REQUEST:
Gather every row that contains the word "rocky", and copy each of those rows in full.

** Begin DATASET EXTRACT **

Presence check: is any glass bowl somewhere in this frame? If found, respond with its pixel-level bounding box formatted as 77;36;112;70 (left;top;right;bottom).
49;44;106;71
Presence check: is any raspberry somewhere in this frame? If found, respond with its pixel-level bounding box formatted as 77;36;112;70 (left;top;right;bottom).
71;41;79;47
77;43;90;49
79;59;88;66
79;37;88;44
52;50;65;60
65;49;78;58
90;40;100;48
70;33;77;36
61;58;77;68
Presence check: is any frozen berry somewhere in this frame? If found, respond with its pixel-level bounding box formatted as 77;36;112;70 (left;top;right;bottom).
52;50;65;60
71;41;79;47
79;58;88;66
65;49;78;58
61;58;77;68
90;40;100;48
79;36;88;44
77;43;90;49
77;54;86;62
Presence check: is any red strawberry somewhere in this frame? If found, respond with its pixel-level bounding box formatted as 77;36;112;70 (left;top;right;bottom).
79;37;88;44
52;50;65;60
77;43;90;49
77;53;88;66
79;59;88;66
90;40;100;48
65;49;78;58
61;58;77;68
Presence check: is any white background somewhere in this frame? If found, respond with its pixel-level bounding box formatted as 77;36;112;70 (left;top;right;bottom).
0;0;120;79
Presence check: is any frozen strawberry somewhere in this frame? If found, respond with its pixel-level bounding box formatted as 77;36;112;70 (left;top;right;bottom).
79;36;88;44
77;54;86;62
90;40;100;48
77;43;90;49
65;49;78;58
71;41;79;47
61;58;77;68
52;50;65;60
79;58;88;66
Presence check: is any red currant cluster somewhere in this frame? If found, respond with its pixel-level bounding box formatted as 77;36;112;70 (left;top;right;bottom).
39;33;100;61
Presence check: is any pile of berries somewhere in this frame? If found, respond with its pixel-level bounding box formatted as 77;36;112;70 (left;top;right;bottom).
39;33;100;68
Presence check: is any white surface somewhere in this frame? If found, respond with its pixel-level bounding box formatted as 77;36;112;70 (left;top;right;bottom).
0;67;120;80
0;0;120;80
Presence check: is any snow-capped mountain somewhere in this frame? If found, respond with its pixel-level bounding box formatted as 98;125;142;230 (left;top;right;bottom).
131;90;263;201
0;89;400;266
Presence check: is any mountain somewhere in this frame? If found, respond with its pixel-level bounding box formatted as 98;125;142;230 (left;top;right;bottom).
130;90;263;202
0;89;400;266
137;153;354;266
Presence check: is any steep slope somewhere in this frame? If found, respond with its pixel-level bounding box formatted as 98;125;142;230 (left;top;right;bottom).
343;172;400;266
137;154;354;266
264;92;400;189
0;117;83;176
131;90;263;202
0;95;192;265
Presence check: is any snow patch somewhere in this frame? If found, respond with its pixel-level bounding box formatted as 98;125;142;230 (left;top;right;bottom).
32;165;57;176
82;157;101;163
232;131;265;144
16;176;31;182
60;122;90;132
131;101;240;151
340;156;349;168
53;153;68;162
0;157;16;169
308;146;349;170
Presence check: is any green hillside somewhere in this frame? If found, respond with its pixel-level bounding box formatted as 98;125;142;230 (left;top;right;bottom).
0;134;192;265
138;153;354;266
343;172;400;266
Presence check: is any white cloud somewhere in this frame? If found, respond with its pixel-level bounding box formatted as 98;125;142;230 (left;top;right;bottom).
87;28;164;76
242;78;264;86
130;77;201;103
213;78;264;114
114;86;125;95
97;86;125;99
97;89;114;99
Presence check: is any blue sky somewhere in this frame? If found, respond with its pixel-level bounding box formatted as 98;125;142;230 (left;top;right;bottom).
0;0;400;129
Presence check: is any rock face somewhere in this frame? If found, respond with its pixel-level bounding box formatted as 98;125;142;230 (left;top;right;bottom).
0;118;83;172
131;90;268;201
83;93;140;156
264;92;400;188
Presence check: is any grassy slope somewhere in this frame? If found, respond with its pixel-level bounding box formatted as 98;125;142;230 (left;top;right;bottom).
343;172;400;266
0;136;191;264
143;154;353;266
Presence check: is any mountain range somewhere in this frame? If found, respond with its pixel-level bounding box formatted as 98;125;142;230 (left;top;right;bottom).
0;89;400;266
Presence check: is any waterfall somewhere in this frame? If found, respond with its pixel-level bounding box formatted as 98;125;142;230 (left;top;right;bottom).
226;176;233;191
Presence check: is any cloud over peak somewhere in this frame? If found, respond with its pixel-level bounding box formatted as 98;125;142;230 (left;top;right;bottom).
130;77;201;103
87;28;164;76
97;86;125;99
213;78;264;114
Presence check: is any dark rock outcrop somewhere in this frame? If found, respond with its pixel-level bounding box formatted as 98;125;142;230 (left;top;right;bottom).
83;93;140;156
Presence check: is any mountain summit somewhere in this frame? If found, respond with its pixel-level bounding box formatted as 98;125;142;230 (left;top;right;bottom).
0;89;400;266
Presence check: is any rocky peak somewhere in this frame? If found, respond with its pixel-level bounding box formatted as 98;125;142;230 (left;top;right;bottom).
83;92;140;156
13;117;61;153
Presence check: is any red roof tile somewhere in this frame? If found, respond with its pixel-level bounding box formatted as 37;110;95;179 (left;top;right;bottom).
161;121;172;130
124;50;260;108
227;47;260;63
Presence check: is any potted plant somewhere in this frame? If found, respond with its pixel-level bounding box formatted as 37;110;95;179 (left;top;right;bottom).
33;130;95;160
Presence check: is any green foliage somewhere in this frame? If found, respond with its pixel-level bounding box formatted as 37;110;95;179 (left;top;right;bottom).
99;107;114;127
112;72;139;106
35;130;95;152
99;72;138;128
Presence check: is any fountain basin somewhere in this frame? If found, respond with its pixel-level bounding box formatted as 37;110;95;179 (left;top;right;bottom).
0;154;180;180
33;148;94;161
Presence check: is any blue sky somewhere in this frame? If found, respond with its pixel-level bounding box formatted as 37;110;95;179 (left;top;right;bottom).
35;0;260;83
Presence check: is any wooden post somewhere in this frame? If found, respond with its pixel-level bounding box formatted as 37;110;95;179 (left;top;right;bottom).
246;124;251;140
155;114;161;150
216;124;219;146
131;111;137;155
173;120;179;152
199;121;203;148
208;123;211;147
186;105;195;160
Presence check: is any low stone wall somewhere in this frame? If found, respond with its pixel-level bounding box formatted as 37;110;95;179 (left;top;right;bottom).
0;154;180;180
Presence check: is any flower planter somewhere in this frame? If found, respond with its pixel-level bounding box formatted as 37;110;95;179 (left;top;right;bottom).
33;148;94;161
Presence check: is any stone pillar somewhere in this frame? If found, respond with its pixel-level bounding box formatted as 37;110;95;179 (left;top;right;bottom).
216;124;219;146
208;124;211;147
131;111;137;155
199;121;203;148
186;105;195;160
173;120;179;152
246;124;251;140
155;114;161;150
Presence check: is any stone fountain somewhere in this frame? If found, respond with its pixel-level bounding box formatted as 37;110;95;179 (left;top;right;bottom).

** End DATASET EXTRACT **
** Begin DATASET EXTRACT **

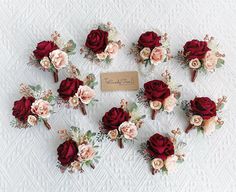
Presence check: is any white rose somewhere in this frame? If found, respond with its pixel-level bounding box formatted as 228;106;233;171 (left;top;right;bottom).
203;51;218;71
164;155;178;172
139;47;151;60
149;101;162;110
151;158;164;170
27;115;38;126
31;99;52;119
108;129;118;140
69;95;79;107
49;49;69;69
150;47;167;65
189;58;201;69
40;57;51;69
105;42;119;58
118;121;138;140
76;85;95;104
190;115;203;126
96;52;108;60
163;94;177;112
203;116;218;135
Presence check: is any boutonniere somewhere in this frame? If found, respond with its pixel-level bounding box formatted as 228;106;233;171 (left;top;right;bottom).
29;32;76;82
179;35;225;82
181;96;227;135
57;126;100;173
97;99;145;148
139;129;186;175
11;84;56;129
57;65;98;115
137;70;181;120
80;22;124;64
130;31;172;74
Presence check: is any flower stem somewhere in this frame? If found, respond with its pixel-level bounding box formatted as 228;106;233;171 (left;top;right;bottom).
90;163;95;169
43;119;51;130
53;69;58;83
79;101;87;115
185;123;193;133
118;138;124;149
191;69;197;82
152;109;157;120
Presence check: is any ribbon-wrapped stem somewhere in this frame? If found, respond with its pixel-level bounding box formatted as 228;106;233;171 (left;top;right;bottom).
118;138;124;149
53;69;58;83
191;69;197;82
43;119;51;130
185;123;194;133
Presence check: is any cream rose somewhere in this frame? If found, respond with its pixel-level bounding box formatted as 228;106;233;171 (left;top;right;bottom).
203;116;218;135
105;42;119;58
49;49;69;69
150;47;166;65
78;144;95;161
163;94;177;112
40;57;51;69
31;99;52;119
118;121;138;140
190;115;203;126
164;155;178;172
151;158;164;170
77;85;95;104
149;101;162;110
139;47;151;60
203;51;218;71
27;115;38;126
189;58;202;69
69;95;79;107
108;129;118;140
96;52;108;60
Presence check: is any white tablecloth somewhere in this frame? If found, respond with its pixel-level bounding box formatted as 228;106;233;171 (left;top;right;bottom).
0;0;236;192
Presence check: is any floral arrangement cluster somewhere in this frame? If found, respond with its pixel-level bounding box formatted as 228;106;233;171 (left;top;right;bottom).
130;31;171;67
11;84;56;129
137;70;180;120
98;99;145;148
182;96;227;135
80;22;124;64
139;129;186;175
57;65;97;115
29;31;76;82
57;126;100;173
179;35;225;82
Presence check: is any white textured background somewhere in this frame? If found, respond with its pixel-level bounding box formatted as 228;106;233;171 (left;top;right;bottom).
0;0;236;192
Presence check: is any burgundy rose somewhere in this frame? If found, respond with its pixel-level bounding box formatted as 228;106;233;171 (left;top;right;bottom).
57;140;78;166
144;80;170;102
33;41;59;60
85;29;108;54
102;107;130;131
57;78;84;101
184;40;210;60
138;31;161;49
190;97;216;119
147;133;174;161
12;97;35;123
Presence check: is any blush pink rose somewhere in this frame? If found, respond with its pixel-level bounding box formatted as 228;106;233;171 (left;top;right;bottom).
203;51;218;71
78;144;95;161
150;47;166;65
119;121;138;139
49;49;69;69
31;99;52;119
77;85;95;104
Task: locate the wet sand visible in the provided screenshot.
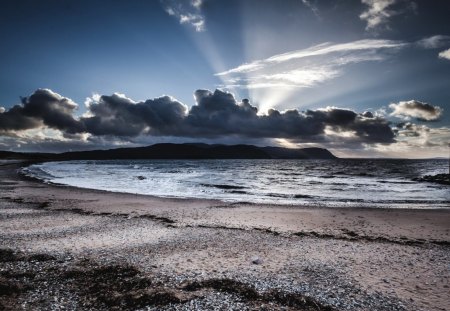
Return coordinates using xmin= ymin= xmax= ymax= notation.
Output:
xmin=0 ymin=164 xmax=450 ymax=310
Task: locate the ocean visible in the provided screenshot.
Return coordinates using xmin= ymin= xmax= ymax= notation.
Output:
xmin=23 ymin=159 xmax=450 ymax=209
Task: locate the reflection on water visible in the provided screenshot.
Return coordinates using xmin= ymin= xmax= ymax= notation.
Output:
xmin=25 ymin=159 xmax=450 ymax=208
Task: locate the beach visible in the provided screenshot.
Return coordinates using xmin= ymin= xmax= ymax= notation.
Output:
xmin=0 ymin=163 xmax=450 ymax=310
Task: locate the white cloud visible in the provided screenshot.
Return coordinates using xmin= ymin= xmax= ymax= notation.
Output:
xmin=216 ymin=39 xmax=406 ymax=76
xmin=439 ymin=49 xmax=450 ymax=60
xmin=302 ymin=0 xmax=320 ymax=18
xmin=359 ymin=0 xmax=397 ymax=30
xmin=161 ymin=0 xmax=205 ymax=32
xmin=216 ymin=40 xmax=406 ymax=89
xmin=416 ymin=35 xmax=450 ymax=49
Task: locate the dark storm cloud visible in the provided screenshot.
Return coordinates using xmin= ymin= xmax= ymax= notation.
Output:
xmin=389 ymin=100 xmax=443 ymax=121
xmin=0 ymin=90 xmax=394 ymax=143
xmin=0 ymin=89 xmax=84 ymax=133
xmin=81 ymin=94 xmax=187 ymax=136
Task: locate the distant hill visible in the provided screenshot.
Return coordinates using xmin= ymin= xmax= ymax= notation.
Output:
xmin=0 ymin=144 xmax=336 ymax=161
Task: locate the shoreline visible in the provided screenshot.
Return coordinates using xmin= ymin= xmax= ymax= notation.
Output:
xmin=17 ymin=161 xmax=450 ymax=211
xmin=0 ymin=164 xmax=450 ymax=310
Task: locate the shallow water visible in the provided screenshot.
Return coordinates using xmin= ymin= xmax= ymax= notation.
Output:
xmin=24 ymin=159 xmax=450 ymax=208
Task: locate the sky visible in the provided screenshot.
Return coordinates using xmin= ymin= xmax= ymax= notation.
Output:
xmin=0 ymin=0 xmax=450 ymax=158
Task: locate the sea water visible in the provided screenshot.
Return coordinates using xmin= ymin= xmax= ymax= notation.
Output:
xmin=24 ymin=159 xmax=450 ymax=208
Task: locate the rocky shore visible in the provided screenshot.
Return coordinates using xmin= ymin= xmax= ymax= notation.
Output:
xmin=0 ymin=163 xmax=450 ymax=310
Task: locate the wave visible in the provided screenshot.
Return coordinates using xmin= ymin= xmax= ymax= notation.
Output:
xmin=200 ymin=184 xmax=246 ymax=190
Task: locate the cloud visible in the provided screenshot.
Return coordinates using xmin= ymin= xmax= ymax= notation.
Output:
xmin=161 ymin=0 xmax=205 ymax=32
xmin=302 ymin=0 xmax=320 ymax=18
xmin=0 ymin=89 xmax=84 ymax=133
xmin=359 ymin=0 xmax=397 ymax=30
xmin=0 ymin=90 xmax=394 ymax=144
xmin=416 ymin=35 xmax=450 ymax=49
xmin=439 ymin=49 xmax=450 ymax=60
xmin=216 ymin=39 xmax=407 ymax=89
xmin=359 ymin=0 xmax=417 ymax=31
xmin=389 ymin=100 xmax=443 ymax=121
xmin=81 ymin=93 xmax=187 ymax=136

** End DATASET EXTRACT **

PROBLEM SOLUTION:
Presence check: is any rocky peak somewhere in this frame? If found, respond with its pixel-level bounding box formatted as 98;125;142;230 (left;top;right;bottom).
Task: locate the rocky shore visible in the provided screenshot.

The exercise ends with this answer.